__PASSAGE SHOWN__
..........
FRANK KAMENY’S death last fall has pushed me to think about historical reputation. How do we evaluate the lives of those in the broad GLBT community who have assumed public roles, particularly in the world of political activism? Who gets memorialized? Who gets remembered as a hero? What achievements bring recognition on the historical record card?
Mainstream history books offer little guidance, as they still largely ignore queer topics. While our movement certainly exists in popular consciousness, it seems leaderless and in that sense different from other movements for social justice. For instance, in the long history of the black freedom struggle, at least a few individuals have won a secure place in the historical ledger as larger-than-life figures. Names like Frederick Douglass, Sojourner Truth, W.E.B. Du Bois, Martin Luther King, Jr., and Malcolm X have wide recognition. Mention “suffrage” and “feminism” and, at the very least, women such as Elizabeth Cady Stanton, Susan B. Anthony, and Betty Friedan leap to mind.
But turn to our movement for sexual and gender justice, and the cupboard seems bare. I’ve heard claims made for Harvey Milk as the most important person in our movement’s history. But, I think, really? He was a local elected official for eleven months before being assassinated. Then there was Harry Hay, the founder of the Mattachine Society. Sure, he got something started, but he quit after two years when the going got tough, and then occasionally showed up later at Radical Faerie gatherings. Or Christine Jorgensen, who had very high visibility in the popular culture of her time, to be sure; but the coverage of her almost always took on the tone of freak-show reportage.
..........
__WORK TO BE COMPLETED__
In the passage on historical reputation, how long did Harvey Milk serve as a local elected official before he was assassinated? Draw only on the passage on historical reputation.
..........
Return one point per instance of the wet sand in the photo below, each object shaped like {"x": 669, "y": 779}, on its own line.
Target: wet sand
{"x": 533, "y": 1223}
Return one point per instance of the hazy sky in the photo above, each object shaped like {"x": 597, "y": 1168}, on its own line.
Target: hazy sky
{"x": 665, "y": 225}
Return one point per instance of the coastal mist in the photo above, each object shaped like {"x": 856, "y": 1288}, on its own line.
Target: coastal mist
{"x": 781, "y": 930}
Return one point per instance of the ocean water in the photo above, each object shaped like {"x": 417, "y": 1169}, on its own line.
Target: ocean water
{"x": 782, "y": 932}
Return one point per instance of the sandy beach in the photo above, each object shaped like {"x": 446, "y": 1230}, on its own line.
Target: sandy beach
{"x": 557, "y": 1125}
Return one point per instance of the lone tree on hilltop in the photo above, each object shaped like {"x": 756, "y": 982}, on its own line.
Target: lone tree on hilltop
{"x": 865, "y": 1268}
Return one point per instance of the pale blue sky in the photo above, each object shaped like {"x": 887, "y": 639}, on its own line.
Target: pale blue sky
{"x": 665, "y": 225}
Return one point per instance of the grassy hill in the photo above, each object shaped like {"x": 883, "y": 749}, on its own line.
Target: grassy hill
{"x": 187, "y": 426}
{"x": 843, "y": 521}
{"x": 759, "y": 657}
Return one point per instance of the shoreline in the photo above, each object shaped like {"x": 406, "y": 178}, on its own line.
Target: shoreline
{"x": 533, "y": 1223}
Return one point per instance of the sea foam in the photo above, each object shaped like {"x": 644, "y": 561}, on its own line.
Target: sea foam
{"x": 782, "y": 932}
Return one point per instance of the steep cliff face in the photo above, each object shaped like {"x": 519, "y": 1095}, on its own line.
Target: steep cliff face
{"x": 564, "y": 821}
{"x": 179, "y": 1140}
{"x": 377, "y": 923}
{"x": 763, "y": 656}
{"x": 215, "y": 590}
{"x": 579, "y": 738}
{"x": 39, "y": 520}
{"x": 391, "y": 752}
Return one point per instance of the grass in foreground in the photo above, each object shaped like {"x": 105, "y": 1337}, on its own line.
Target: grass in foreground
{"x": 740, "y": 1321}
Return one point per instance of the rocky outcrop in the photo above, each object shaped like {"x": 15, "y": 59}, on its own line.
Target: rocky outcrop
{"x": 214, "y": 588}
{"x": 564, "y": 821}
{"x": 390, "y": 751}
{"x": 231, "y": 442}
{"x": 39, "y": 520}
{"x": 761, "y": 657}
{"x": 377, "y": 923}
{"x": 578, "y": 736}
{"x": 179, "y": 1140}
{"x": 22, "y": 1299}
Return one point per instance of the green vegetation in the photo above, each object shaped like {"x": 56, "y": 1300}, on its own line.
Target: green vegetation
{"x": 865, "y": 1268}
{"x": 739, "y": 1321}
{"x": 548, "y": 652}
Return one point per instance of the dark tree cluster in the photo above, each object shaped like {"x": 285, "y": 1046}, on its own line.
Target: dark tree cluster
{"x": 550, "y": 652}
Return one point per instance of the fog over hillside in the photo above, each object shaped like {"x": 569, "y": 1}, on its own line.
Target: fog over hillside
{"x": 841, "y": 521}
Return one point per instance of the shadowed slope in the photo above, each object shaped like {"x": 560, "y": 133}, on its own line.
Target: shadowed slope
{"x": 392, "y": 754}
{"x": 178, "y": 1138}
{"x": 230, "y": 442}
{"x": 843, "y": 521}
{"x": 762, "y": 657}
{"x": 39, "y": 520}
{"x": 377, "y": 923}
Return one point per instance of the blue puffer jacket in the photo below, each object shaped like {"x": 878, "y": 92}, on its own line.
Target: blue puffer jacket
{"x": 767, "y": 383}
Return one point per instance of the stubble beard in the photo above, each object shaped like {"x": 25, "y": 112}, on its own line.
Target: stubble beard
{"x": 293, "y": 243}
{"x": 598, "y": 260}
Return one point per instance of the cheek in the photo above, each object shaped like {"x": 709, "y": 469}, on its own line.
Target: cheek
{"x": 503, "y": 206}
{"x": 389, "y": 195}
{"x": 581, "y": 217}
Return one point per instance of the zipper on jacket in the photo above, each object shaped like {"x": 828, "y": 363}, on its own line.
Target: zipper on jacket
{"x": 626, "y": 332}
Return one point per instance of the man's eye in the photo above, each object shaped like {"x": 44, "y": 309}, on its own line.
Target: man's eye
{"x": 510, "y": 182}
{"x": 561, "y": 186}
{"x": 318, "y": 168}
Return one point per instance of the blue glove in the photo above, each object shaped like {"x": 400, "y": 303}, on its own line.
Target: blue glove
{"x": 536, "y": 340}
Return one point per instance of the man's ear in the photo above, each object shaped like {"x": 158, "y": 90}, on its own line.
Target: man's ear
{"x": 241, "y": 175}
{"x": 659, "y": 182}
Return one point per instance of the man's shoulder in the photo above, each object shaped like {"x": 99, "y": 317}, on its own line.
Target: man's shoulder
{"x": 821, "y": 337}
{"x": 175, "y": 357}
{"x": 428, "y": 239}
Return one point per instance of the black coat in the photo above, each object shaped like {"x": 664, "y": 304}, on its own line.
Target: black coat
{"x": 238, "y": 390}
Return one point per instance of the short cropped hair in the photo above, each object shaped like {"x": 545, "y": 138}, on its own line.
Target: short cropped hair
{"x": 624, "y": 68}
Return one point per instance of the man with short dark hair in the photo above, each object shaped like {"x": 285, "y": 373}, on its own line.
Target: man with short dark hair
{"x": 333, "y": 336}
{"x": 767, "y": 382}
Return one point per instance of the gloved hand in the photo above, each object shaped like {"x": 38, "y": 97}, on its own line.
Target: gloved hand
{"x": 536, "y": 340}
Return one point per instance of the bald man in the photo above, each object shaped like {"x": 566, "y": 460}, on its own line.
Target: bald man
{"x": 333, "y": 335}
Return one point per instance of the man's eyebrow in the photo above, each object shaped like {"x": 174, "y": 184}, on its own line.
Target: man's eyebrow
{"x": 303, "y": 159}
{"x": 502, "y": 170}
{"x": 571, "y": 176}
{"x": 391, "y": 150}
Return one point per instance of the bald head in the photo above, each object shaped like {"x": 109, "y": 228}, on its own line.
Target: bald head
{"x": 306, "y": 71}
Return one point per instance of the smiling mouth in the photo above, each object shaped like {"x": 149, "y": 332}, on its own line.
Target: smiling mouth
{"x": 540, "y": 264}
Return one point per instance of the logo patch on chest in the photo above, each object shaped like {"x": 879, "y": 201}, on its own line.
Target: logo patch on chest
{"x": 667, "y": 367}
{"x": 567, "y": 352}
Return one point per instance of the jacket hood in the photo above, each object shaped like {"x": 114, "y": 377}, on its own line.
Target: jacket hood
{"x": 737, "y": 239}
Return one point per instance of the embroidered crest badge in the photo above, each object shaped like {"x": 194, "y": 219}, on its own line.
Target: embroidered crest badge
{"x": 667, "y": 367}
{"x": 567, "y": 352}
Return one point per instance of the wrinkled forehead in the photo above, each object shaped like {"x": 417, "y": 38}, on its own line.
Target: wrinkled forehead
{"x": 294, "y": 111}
..........
__FINISHED TASK__
Eleven months.